(Records from a data collection)
# # # # # # #

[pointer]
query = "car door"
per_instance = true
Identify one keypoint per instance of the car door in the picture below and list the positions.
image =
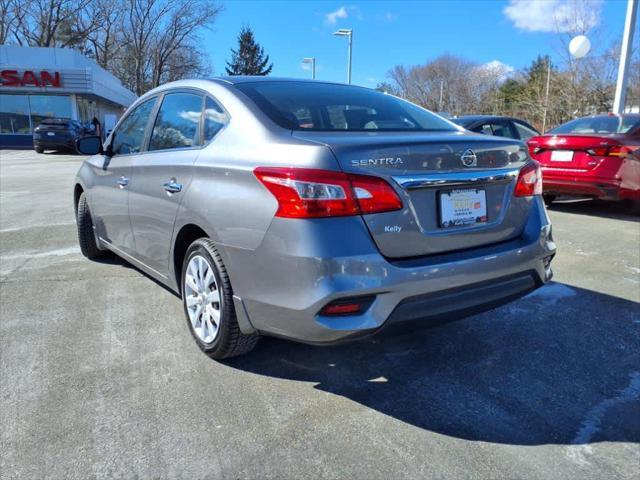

# # # # # # #

Copy the rows above word for word, leaving out the pictures.

* _Reply_:
[pointer]
query = "car door"
per_instance = true
Identify one keypoint per instance of the car door in the picture below and list the positions.
image =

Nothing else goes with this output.